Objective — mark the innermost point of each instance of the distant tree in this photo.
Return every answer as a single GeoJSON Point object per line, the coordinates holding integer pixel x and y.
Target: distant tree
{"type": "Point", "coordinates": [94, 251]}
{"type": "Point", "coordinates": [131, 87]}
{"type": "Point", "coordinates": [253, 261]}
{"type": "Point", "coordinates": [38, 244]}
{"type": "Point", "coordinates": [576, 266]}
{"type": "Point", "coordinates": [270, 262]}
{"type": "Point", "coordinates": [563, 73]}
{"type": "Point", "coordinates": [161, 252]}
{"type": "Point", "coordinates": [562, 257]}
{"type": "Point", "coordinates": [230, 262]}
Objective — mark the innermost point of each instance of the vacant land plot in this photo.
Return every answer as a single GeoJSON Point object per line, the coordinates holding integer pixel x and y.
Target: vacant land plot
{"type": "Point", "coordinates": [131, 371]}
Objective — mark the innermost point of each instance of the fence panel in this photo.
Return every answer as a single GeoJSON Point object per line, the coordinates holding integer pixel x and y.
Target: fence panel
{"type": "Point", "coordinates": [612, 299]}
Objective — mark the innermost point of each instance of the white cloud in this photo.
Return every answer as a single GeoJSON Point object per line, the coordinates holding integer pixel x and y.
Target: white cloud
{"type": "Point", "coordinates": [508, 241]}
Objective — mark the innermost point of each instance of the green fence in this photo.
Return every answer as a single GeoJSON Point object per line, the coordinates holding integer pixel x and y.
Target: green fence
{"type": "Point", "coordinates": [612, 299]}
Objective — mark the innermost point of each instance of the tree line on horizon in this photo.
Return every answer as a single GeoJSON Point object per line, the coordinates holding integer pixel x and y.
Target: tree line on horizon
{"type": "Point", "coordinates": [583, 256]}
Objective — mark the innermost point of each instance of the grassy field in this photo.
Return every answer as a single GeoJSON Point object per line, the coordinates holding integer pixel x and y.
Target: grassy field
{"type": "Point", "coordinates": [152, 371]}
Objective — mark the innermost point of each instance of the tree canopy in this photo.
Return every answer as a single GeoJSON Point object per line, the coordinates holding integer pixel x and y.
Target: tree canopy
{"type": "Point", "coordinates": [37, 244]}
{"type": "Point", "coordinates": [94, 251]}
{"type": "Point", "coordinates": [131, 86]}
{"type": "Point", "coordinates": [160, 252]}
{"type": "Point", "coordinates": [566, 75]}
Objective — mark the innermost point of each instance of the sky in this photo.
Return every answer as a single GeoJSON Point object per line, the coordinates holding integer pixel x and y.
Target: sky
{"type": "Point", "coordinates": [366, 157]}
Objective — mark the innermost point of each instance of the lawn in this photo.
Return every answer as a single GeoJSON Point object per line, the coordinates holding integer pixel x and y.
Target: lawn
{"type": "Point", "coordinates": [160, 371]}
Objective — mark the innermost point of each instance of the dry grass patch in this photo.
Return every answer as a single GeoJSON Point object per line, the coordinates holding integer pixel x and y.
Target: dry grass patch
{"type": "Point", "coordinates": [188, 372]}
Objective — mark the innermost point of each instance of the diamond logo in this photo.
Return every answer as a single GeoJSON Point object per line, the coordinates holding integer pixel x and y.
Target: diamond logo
___
- _AIM_:
Quote every item above verbatim, keeping all of its lines in their original order.

- _EXERCISE OUTPUT_:
Objective — mark the innermost point of each instance of the distant tree in this photo.
Return every answer as a single GeoJSON Point object per line, the coordinates holding integer pixel x and y.
Target: distant tree
{"type": "Point", "coordinates": [94, 251]}
{"type": "Point", "coordinates": [131, 87]}
{"type": "Point", "coordinates": [253, 261]}
{"type": "Point", "coordinates": [38, 244]}
{"type": "Point", "coordinates": [576, 266]}
{"type": "Point", "coordinates": [270, 262]}
{"type": "Point", "coordinates": [563, 73]}
{"type": "Point", "coordinates": [161, 252]}
{"type": "Point", "coordinates": [562, 257]}
{"type": "Point", "coordinates": [230, 262]}
Objective — mark the innermost point of each instance of the vacant land plot in this photo.
Return every answer as a single GeoJSON Point object per line, the coordinates holding integer pixel x and y.
Target: vacant land plot
{"type": "Point", "coordinates": [131, 371]}
Objective — mark the innermost point of each instance of the fence panel in this photo.
Return every answer as a single GeoJSON Point object per line, the coordinates holding integer pixel x and y.
Target: fence panel
{"type": "Point", "coordinates": [612, 299]}
Objective — mark the innermost point of each instance of the white cloud in this photo.
Return every answer as a single GeoJSON Point object per line, the coordinates holding integer pixel x and y.
Target: white cloud
{"type": "Point", "coordinates": [508, 241]}
Objective — mark the innermost point of each instance of the green fence in this photo.
Return every answer as a single GeoJSON Point object per line, the coordinates holding integer pixel x and y.
Target: green fence
{"type": "Point", "coordinates": [612, 299]}
Objective — mark the innermost point of each instance of the tree line on horizon in this photo.
Return every answer as a single GeoJSON Point object per line, the coordinates holding integer pixel x and y.
Target: tree line on horizon
{"type": "Point", "coordinates": [583, 256]}
Objective — mark the innermost point of each instance of the grassy field in this photo.
Return every answer as a single GeoJSON Point object per line, the coordinates holding integer pixel x and y.
Target: grassy field
{"type": "Point", "coordinates": [152, 371]}
Objective — mark the innermost point of each instance of the tree canopy in this photo.
Return every answer as a single GeoJSON Point object per line, the coordinates holding integer pixel x and y.
Target: tree canopy
{"type": "Point", "coordinates": [37, 244]}
{"type": "Point", "coordinates": [94, 251]}
{"type": "Point", "coordinates": [131, 86]}
{"type": "Point", "coordinates": [160, 252]}
{"type": "Point", "coordinates": [566, 75]}
Objective — mark the innermost point of each instance of the sky in this photo.
Return every answer as a single GeoJSON Point object per line, the coordinates holding integer pixel x and y.
Target: sky
{"type": "Point", "coordinates": [366, 157]}
Objective — mark the innermost point of each instance of the lawn in this photo.
Return every answer as a single GeoJSON Point object per line, the coordinates holding integer pixel x and y.
Target: lawn
{"type": "Point", "coordinates": [160, 371]}
Objective — mark the innermost point of each instance of the dry grass patch in this photo.
Return every answer as a single GeoJSON Point object per line, the coordinates holding integer pixel x and y.
Target: dry grass patch
{"type": "Point", "coordinates": [188, 372]}
Objective — mark the innermost point of each instance of the diamond logo in this photo.
Return every answer as a single GeoJSON Point object per line, the coordinates holding integer pixel x and y.
Target: diamond logo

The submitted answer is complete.